# [The task]
Every line from the line containing "Satellite imagery analysis: find every fluffy" through the end of the data is to be reproduced exactly, excluding pictures.

[[ Materials provided open ]]

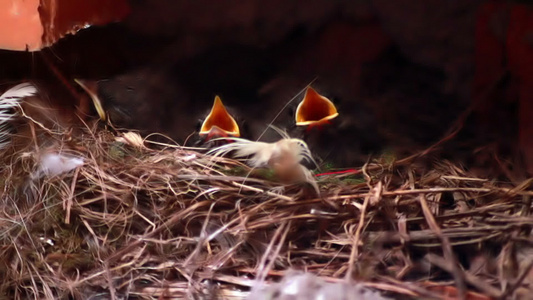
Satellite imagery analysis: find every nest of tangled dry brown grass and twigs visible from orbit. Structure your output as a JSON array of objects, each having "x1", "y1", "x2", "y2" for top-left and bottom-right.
[{"x1": 0, "y1": 127, "x2": 533, "y2": 299}]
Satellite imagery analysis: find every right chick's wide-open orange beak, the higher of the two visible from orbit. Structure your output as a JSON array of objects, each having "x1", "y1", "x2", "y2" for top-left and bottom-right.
[{"x1": 295, "y1": 87, "x2": 339, "y2": 126}]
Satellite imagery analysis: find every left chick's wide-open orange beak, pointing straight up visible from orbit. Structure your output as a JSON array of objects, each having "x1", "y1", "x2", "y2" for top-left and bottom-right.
[{"x1": 200, "y1": 96, "x2": 241, "y2": 138}]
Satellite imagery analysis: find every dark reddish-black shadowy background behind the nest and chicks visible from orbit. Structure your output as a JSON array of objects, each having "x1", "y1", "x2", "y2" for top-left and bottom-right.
[{"x1": 0, "y1": 0, "x2": 533, "y2": 173}]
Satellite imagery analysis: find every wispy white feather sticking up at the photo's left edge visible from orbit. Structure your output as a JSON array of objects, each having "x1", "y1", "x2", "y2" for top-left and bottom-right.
[{"x1": 0, "y1": 83, "x2": 37, "y2": 150}]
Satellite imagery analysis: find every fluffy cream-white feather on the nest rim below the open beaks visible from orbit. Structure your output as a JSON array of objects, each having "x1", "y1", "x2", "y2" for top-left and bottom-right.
[{"x1": 208, "y1": 130, "x2": 319, "y2": 194}]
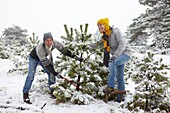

[[ Materials provided closed ]]

# [Solution]
Satellite imagery analysis: find every fluffy cream-white feather on the nest rim below the open beaks visible from orbit. Structure your output as a JSON array of objects, each having "x1", "y1", "x2", "y2" for top-left and bottom-right.
[{"x1": 208, "y1": 130, "x2": 319, "y2": 194}]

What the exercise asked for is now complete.